• [SHORT EXERCISE] Every line of the records below should be restated exactly.

• [Object point labels]
"""
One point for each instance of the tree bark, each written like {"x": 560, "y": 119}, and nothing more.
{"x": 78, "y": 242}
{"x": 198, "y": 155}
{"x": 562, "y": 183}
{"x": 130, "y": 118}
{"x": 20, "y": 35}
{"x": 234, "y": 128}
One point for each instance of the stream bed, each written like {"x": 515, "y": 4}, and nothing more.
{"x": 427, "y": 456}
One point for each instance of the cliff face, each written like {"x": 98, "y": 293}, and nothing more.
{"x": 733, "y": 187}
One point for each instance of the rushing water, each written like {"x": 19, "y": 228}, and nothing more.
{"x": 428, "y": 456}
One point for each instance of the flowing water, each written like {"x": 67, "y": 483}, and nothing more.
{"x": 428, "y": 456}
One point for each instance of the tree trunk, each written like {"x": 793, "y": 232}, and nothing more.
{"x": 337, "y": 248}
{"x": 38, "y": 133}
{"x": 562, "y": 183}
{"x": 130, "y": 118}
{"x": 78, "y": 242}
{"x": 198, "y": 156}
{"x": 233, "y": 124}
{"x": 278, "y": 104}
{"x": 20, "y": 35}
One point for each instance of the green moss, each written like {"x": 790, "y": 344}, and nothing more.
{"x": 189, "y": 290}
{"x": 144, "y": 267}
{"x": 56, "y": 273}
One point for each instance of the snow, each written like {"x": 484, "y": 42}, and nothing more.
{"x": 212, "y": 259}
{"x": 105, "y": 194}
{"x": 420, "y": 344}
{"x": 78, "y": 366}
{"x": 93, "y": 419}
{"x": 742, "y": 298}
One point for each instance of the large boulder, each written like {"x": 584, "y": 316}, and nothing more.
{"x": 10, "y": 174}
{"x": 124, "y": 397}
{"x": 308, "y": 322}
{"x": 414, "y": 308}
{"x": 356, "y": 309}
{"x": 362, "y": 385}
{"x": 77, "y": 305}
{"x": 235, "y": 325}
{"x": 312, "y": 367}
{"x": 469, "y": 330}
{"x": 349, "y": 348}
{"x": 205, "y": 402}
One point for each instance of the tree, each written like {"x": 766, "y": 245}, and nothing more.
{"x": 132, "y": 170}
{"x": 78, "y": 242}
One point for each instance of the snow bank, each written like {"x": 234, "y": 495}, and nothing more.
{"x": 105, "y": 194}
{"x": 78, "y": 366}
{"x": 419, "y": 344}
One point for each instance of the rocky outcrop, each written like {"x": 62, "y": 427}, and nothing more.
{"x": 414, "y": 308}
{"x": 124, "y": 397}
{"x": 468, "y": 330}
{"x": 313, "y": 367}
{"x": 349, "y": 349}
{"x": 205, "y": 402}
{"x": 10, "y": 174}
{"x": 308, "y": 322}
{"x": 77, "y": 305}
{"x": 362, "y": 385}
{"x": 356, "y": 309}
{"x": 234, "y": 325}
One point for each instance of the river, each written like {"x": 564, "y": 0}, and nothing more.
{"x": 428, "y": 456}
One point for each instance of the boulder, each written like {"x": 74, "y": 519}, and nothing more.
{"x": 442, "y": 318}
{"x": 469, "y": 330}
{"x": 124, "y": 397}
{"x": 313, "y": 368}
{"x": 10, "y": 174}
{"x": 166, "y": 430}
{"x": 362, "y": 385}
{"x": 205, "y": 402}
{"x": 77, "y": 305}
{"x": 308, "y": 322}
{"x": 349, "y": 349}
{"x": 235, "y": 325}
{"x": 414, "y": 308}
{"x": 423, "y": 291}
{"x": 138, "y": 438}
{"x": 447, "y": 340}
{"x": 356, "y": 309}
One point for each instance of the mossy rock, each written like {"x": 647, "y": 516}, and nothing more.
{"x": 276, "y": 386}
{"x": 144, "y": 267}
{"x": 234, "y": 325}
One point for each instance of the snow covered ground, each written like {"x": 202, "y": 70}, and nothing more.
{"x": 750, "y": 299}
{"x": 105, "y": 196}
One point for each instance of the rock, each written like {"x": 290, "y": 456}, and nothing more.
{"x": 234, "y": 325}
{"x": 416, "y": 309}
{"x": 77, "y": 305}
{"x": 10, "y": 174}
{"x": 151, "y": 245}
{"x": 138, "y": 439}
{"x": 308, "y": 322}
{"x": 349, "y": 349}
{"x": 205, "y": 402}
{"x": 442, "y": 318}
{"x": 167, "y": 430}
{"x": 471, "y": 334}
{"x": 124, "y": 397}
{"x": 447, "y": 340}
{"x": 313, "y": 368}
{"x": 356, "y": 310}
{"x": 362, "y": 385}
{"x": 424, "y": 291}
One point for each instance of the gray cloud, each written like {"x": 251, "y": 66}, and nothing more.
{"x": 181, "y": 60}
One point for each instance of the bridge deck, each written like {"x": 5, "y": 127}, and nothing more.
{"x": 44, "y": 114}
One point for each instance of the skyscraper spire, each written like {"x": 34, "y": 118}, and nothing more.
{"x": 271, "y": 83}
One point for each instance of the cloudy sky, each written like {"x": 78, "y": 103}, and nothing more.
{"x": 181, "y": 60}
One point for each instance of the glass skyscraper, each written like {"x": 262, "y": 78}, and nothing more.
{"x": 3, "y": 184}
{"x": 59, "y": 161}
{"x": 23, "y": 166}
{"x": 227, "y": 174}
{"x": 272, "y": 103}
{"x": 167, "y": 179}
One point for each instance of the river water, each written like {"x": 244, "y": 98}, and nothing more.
"""
• [WRITTEN ANSWER]
One point for each instance of the tree bark, each written like {"x": 560, "y": 119}, and nothing more.
{"x": 78, "y": 242}
{"x": 198, "y": 155}
{"x": 562, "y": 183}
{"x": 130, "y": 118}
{"x": 20, "y": 35}
{"x": 234, "y": 128}
One point for each instance of the stream bed, each written like {"x": 515, "y": 4}, and nothing more.
{"x": 427, "y": 456}
One point for each instance of the cliff face, each written like {"x": 98, "y": 293}, and nothing more.
{"x": 733, "y": 187}
One point for each instance of the rushing water, each written like {"x": 19, "y": 228}, and nothing more.
{"x": 428, "y": 456}
One point for each instance of the flowing water, each written like {"x": 67, "y": 483}, and nothing more.
{"x": 428, "y": 456}
One point for each instance of the tree trunk, each written like {"x": 793, "y": 232}, and nothing more.
{"x": 337, "y": 248}
{"x": 38, "y": 133}
{"x": 562, "y": 183}
{"x": 130, "y": 118}
{"x": 78, "y": 242}
{"x": 198, "y": 156}
{"x": 233, "y": 124}
{"x": 278, "y": 104}
{"x": 20, "y": 35}
One point for each instance of the green moss, each written like {"x": 790, "y": 344}, and nothing more.
{"x": 189, "y": 290}
{"x": 144, "y": 267}
{"x": 56, "y": 273}
One point for each instance of the snow, each written like {"x": 484, "y": 42}, and nothing more.
{"x": 212, "y": 259}
{"x": 105, "y": 194}
{"x": 420, "y": 344}
{"x": 78, "y": 366}
{"x": 93, "y": 419}
{"x": 742, "y": 298}
One point for each instance of the large boulder, each written like {"x": 584, "y": 316}, and nothing more.
{"x": 10, "y": 174}
{"x": 124, "y": 397}
{"x": 308, "y": 322}
{"x": 414, "y": 308}
{"x": 356, "y": 309}
{"x": 362, "y": 385}
{"x": 77, "y": 305}
{"x": 235, "y": 325}
{"x": 312, "y": 367}
{"x": 469, "y": 330}
{"x": 349, "y": 348}
{"x": 205, "y": 402}
One point for each instance of the tree, each written like {"x": 766, "y": 245}, and nothing more.
{"x": 132, "y": 170}
{"x": 78, "y": 242}
One point for each instance of the snow bank, each written like {"x": 234, "y": 495}, and nothing more.
{"x": 105, "y": 194}
{"x": 78, "y": 366}
{"x": 419, "y": 344}
One point for each instance of the rocky outcrop, each written like {"x": 62, "y": 427}, and nothing more.
{"x": 414, "y": 308}
{"x": 124, "y": 397}
{"x": 468, "y": 330}
{"x": 313, "y": 367}
{"x": 349, "y": 349}
{"x": 205, "y": 402}
{"x": 10, "y": 174}
{"x": 308, "y": 322}
{"x": 77, "y": 305}
{"x": 362, "y": 385}
{"x": 356, "y": 309}
{"x": 234, "y": 325}
One point for each instance of the river, each written like {"x": 564, "y": 0}, and nothing more.
{"x": 428, "y": 456}
One point for each instance of the boulder, each written like {"x": 74, "y": 519}, and nothing more.
{"x": 442, "y": 318}
{"x": 469, "y": 330}
{"x": 124, "y": 397}
{"x": 313, "y": 368}
{"x": 10, "y": 174}
{"x": 166, "y": 430}
{"x": 362, "y": 385}
{"x": 205, "y": 402}
{"x": 77, "y": 305}
{"x": 308, "y": 322}
{"x": 349, "y": 349}
{"x": 235, "y": 325}
{"x": 414, "y": 308}
{"x": 423, "y": 291}
{"x": 138, "y": 438}
{"x": 447, "y": 340}
{"x": 356, "y": 309}
One point for each instance of the mossy rock, each written like {"x": 647, "y": 516}, and nothing more.
{"x": 276, "y": 386}
{"x": 144, "y": 267}
{"x": 234, "y": 325}
One point for each instance of the snow covered ground, each written like {"x": 202, "y": 70}, and nothing more.
{"x": 750, "y": 299}
{"x": 105, "y": 196}
One point for each instance of the rock, each written like {"x": 290, "y": 456}, and nothing more.
{"x": 234, "y": 325}
{"x": 416, "y": 309}
{"x": 77, "y": 305}
{"x": 10, "y": 174}
{"x": 151, "y": 245}
{"x": 138, "y": 439}
{"x": 308, "y": 322}
{"x": 349, "y": 349}
{"x": 205, "y": 402}
{"x": 442, "y": 318}
{"x": 167, "y": 430}
{"x": 471, "y": 334}
{"x": 124, "y": 397}
{"x": 447, "y": 340}
{"x": 313, "y": 368}
{"x": 356, "y": 310}
{"x": 362, "y": 385}
{"x": 424, "y": 291}
One point for each instance of the gray cloud, each written like {"x": 251, "y": 66}, and nothing more.
{"x": 181, "y": 60}
One point for each instance of the bridge deck, each written like {"x": 5, "y": 127}, and nothing more.
{"x": 44, "y": 114}
One point for each instance of the skyscraper spire, each written like {"x": 34, "y": 118}, and nothing more.
{"x": 271, "y": 83}
One point for each instance of the cloudy sky, each written like {"x": 78, "y": 103}, and nothing more.
{"x": 181, "y": 60}
One point for each instance of the glass skyscraper, each written like {"x": 262, "y": 78}, and nothing more.
{"x": 3, "y": 184}
{"x": 59, "y": 161}
{"x": 23, "y": 166}
{"x": 227, "y": 174}
{"x": 272, "y": 103}
{"x": 167, "y": 179}
One point for each instance of the river water, each written like {"x": 244, "y": 98}, and nothing more.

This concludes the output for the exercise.